▸ Source records

+++

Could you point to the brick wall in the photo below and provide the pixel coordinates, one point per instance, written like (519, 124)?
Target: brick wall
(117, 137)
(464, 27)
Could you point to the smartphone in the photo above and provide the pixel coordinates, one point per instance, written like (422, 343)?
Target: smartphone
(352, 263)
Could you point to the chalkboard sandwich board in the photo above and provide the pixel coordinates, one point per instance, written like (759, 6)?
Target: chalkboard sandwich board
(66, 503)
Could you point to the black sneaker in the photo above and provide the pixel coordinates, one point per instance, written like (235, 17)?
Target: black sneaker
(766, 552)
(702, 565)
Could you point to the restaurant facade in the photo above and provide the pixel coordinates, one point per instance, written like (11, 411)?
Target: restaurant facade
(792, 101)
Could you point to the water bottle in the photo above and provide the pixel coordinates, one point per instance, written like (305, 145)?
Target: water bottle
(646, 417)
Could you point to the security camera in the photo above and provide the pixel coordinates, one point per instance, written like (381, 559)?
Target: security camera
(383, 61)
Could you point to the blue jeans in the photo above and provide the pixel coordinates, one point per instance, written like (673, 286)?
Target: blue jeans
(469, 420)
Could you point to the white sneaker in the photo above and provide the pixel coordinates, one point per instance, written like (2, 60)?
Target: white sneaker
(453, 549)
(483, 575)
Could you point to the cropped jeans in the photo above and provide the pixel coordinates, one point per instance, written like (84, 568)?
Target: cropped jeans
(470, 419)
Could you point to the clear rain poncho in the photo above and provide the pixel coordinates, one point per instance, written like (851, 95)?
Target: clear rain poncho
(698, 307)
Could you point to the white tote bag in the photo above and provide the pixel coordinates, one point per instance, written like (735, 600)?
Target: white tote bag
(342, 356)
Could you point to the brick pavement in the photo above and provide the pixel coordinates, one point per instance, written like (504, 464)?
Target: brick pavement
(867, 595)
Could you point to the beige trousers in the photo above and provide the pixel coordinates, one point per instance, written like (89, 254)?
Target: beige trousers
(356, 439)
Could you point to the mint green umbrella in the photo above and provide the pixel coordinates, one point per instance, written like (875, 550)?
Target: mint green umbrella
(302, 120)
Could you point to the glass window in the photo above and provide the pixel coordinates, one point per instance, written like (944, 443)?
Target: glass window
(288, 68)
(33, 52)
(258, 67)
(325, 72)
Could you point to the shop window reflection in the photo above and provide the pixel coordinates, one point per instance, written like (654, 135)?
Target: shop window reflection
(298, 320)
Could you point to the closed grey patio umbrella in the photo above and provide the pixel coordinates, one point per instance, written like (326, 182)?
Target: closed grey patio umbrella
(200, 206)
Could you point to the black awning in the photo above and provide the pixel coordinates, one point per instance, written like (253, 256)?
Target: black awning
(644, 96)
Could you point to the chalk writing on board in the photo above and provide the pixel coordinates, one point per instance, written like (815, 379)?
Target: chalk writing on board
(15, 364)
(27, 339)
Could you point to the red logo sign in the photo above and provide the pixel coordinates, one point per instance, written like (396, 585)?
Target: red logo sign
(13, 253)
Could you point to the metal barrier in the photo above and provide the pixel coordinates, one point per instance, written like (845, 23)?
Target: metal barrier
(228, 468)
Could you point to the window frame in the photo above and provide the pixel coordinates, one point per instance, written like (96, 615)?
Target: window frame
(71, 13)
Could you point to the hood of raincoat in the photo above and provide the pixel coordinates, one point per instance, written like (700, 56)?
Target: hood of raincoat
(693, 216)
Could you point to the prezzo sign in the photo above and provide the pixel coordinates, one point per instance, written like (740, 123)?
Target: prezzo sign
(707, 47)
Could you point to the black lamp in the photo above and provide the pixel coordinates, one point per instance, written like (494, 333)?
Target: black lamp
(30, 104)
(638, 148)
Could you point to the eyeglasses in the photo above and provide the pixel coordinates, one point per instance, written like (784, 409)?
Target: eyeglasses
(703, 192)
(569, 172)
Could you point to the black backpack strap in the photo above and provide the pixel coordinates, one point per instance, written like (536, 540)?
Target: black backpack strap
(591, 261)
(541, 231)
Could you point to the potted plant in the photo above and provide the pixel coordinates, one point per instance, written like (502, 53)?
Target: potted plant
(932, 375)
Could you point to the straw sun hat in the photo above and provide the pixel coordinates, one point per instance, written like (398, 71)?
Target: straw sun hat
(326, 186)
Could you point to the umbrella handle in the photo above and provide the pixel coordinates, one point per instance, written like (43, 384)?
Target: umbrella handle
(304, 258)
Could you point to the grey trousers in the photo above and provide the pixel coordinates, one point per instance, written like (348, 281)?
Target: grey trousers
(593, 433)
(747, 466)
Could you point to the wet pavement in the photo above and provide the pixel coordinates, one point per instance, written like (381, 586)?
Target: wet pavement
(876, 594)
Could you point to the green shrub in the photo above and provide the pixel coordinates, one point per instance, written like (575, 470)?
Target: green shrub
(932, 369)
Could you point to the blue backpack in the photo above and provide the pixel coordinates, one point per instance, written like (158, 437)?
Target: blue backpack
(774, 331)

+++

▸ Prompt
Retype the material precisely, leaving out no line.

▸ Result for this exercise
Could you point to the brick wall in the photo below and provide the pixel coordinates, one point per instance, written like (519, 124)?
Target: brick wall
(117, 137)
(464, 27)
Could you point to the smartphone in the photo above and provide the pixel coordinates, one point per instance, written like (422, 343)?
Target: smartphone
(352, 263)
Could you point to the chalkboard sandwich board in the photo above and provide the pixel coordinates, one point per instance, written like (759, 6)?
Target: chalkboard sandwich board
(66, 503)
Could you point to the black sneaker in the photo above and provide the pixel coordinates, one point per instance, written like (235, 17)?
Target: black sneaker
(766, 552)
(702, 565)
Could you point to the restaurant facade in the photo above and provide the pixel coordinates, one point per instance, written like (11, 411)?
Target: restaurant facade
(792, 101)
Could you point to the water bottle in the photo above and provide the pixel coordinates, one point per instance, written like (305, 145)?
Target: water bottle
(646, 417)
Could you point to the security camera in the photo above and provide the pixel coordinates, one point per instance, written like (381, 559)?
Target: security camera
(383, 61)
Could you point to the blue jeans in the photo above and provide the pixel coordinates, one point per instance, written like (673, 286)?
Target: blue jeans
(469, 420)
Could you point to the white sneaker in the photo above and provide the pixel coordinates, one point per instance, written like (2, 60)?
Target: white sneaker
(453, 549)
(483, 575)
Could you point to the cropped jeans in the photo above and provide the pixel coordinates, one point per instance, written like (84, 568)?
Target: cropped jeans
(470, 419)
Could you point to the clear rain poncho in the photo above and provide the pixel coordinates, one point per instance, written like (851, 95)?
Target: clear rain poncho
(698, 307)
Could you point to the white tote bag in the photo above and provide the pixel coordinates, one point per instance, written like (735, 600)?
Target: white tote bag
(342, 356)
Could you point to the brick pavement in the photo above and provide the pixel coordinates, one point per instance, written like (504, 464)?
Target: brick pavement
(867, 595)
Could you point to the beige trousers in the photo above and provide the pixel coordinates, one point per instance, written like (89, 254)?
Target: beige trousers
(356, 439)
Could you point to the mint green umbrella in the photo above and provide the pixel coordinates, one point per instance, written like (875, 550)?
Target: mint green umbrella
(302, 120)
Could you point to the glass window in the photo above and provide the pixel coordinates, one point per instance, written like (944, 443)?
Target: glass window
(288, 68)
(33, 52)
(258, 67)
(325, 72)
Could you point to the shop window reflection in the photo above and provide the pixel coordinates, one point per instance, written like (654, 135)?
Target: shop window reflection
(298, 320)
Could you point to the closed grey patio umbrella in the photo above and provide the pixel coordinates, one point per instance, written like (326, 182)?
Target: closed grey patio umbrella
(200, 206)
Could you point to the black awning in the photo above and provide the pixel coordinates, one point per instance, written like (253, 256)?
Target: black awning
(644, 96)
Could you point to the chalk writing on board in the photo above and provide the pixel coordinates, one point per instance, written like (815, 379)?
Target: chalk writing on board
(15, 364)
(27, 339)
Could you point to the red logo sign in the photo above and provide the pixel coordinates, one point per instance, written like (396, 585)?
Target: red logo sign
(13, 253)
Could you point to the metal barrier in the photo above and provide the pixel coordinates, one point per instance, written like (845, 23)?
Target: metal barrier
(228, 468)
Could you point to the window frame in the photo above and provide the pixel coordinates, one point per instance, written like (96, 615)?
Target: window frame
(71, 13)
Could you point to the hood of raincoat in the photo above and provide the pixel coordinates, one point per instance, written like (700, 56)?
Target: hood of raincoat
(693, 216)
Could you point to the prezzo sign in the photo above and provide the pixel coordinates, one point per instance, written like (740, 123)?
Target: prezzo sign
(707, 47)
Could you point to the black lamp in the photo above and provide the pixel coordinates, one point per instance, written like (494, 333)?
Target: black lamp
(30, 104)
(638, 148)
Could you point to the eyeglasses in the photo above and provide the pixel coordinates, one point per instance, written like (784, 409)?
Target: eyeglasses
(703, 192)
(569, 172)
Could you point to the black backpack strap in the photo above and provide the pixel coordinates, one point per instance, written like (536, 540)?
Target: black backpack strap
(591, 261)
(541, 231)
Could you point to the potted plant in the photo above and provide the pixel coordinates, one point per instance, written like (502, 53)?
Target: potted plant
(932, 375)
Could you point to the straw sun hat in the photo above and provide the pixel coordinates, one point per instance, written like (398, 71)?
Target: straw sun hat
(326, 186)
Could you point to the umbrella handle in the photo above and provide the pixel coordinates, one point per instance, written like (43, 384)?
Target: umbrella handle
(304, 258)
Could you point to the grey trousers in the photo above and provide the pixel coordinates, one point per instance, written like (348, 281)?
Target: grey trousers
(593, 433)
(747, 466)
Could you point to the wet pavement in the photo above and provide the pixel coordinates, one point per instance, written like (381, 586)?
Target: wet pavement
(876, 594)
Could you point to the green shrub in the photo above and provide the pixel coordinates, one point per instance, written like (575, 470)?
Target: green shrub
(932, 369)
Could you point to the blue backpack in the photo above and provide the pixel coordinates, one point per instance, written like (158, 437)?
Target: blue backpack
(774, 331)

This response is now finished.